## begin Stored records

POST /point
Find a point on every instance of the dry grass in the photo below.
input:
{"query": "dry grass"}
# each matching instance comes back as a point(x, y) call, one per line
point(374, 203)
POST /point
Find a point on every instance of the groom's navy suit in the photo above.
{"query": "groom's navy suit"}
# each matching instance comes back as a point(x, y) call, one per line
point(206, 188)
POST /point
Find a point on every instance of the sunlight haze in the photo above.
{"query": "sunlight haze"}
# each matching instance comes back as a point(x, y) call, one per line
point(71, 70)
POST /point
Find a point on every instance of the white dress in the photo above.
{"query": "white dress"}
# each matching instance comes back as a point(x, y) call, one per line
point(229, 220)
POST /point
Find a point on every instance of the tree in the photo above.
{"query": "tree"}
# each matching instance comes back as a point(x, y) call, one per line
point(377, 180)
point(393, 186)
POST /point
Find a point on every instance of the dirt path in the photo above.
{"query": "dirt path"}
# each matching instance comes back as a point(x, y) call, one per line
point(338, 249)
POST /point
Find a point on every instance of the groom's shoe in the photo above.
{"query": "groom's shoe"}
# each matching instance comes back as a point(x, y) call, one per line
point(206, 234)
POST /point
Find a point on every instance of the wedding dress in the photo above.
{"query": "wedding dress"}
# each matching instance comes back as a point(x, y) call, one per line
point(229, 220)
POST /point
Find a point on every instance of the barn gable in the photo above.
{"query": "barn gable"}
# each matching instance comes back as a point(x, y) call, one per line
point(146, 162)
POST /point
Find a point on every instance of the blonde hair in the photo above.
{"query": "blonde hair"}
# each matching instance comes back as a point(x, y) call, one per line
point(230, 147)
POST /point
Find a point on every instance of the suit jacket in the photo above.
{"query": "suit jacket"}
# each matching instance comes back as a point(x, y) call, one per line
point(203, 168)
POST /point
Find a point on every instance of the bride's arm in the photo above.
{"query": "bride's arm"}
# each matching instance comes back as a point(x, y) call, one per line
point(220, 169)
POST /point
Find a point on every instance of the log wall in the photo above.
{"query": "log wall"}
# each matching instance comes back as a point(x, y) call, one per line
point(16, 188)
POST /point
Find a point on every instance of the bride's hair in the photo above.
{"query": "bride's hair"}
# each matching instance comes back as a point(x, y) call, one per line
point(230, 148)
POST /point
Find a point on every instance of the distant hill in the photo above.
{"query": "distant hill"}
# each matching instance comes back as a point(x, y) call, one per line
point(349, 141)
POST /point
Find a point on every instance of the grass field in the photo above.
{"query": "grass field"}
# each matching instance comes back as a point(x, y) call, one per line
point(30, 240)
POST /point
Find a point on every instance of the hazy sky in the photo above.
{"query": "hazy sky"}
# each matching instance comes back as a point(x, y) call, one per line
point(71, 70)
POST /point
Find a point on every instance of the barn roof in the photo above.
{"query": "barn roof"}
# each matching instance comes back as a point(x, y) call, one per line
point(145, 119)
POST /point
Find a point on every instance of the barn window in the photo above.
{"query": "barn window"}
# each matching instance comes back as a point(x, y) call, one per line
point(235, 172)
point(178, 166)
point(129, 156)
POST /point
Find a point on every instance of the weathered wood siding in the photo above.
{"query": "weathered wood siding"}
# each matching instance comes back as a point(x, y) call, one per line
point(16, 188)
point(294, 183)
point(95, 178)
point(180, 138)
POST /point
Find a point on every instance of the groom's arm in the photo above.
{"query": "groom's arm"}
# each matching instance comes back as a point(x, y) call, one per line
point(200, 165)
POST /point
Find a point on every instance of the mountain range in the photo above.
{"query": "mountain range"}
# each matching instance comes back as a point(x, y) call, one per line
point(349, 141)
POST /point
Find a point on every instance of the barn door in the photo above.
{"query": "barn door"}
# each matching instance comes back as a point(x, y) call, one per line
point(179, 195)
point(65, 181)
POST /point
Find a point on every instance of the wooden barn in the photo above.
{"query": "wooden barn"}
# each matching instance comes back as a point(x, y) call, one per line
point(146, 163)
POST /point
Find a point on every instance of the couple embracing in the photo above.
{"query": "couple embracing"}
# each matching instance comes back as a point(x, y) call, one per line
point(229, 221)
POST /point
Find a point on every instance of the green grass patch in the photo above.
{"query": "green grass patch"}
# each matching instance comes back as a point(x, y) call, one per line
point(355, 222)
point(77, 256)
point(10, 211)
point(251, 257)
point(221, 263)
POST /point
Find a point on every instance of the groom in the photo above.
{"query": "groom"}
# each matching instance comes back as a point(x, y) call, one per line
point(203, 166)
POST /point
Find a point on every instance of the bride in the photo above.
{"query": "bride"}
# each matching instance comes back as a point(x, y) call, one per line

## end Stored records

Reproduce the listing above again, line for line and unchanged.

## Correct answer
POST /point
Find a point on every instance of the dry grass in the photo below.
input:
{"query": "dry grass"}
# each matching instance comes back as a point(x, y) call, one per line
point(374, 203)
POST /point
Find a point on every instance of the groom's navy suit in the photo above.
{"query": "groom's navy suit"}
# each matching instance comes back as a point(x, y) call, one per line
point(206, 188)
POST /point
Find a point on every instance of the sunlight haze in the photo above.
{"query": "sunlight haze"}
# each matching instance comes back as a point(x, y) call, one per line
point(71, 70)
POST /point
Find a point on every instance of the white dress in the photo above.
{"query": "white dress"}
# each matching instance comes back as a point(x, y) call, one per line
point(229, 220)
POST /point
Find a point on every instance of the tree in the photo above.
{"query": "tree"}
# each matching instance comes back as a point(x, y) call, one per line
point(377, 180)
point(393, 186)
POST /point
Find a point on every instance of the dirt path in the photo above.
{"query": "dirt path"}
# each matching instance comes back as a point(x, y) call, one per line
point(338, 249)
POST /point
Find a point on every instance of the groom's shoe in the photo above.
{"query": "groom's shoe"}
# each matching instance comes back as a point(x, y) call, one per line
point(206, 234)
POST /point
Find a point on every instance of the wedding dress in the photo above.
{"query": "wedding dress"}
# each matching instance comes back as a point(x, y) call, one per line
point(229, 220)
POST /point
Find a point on every instance of the barn gable in the photo above.
{"query": "barn gable"}
# each matching instance comes back as a point(x, y) call, one per line
point(146, 162)
POST /point
Find a point on every instance of the blonde hair in the photo above.
{"query": "blonde hair"}
# each matching instance comes back as a point(x, y) call, one per line
point(230, 147)
POST /point
Find a point on every instance of the suit jacket in the photo above.
{"query": "suit jacket"}
# each matching instance comes back as a point(x, y) call, one per line
point(203, 168)
POST /point
Find a point on every instance of the bride's arm in the photo above.
{"query": "bride's arm"}
# each matching instance comes back as a point(x, y) call, one per line
point(220, 169)
POST /point
Find a point on every instance of the log wall in the photo above.
{"query": "log wall"}
# each matching instance comes back as a point(x, y) call, one per line
point(16, 188)
POST /point
Find a point on every instance of the bride's hair in the photo above.
{"query": "bride's hair"}
# each matching instance comes back as a point(x, y) call, one per line
point(230, 148)
POST /point
Find a point on every instance of the distant hill in the photo above.
{"query": "distant hill"}
# each matching instance comes back as a point(x, y) call, one per line
point(349, 141)
POST /point
Find a point on every instance of the grass field in the photo above.
{"query": "grass field"}
# each matching instance comes back as a point(x, y) call, one per line
point(30, 240)
POST /point
Find a point on every instance of the hazy sky in the photo above.
{"query": "hazy sky"}
# each matching instance comes back as a point(x, y) call, one per line
point(71, 70)
POST /point
Find a point on every instance of the barn roof in the photo above.
{"query": "barn roof"}
# each matching instance comes back as a point(x, y) call, one per line
point(145, 119)
POST /point
Find a point on every instance of the barn window in the photo above.
{"query": "barn window"}
# each matching instance comes back as a point(x, y) call, one per line
point(235, 172)
point(178, 166)
point(129, 156)
POST /point
Find a point on every instance of the weathered wood siding in the photo above.
{"query": "weathered wood siding"}
# each matching instance comes back as a point(x, y) call, one per line
point(16, 188)
point(294, 183)
point(95, 178)
point(180, 138)
POST /point
Find a point on every instance of the groom's arm in the photo above.
{"query": "groom's arm"}
# each matching instance comes back as a point(x, y) call, one per line
point(200, 165)
POST /point
Find a point on every instance of the mountain range in the photo above.
{"query": "mountain range"}
# each matching instance comes back as a point(x, y) call, one per line
point(349, 141)
POST /point
Find a point on every instance of the barn door in the photo above.
{"query": "barn door"}
# each matching instance comes back as a point(x, y) call, one per line
point(179, 195)
point(65, 181)
POST /point
Find a point on every instance of the wooden barn in the photo above.
{"query": "wooden barn"}
# each matching instance comes back as a point(x, y) call, one per line
point(146, 163)
POST /point
Find a point on every instance of the couple embracing in the photo above.
{"query": "couple embracing"}
# each matching instance comes back as a point(x, y) call, one per line
point(229, 221)
POST /point
Find a point on every instance of the green grass patch in the photo above.
{"query": "green grass patch"}
# each matching instance comes back as a point(x, y) call, one per line
point(355, 222)
point(77, 256)
point(10, 211)
point(251, 257)
point(221, 263)
POST /point
Find a point on every instance of the groom in the photo above.
{"query": "groom"}
# each matching instance comes back as a point(x, y) call, one per line
point(203, 166)
POST /point
Find a point on every instance of the bride in the photo above.
{"query": "bride"}
# each matching instance comes back as a point(x, y) call, one per line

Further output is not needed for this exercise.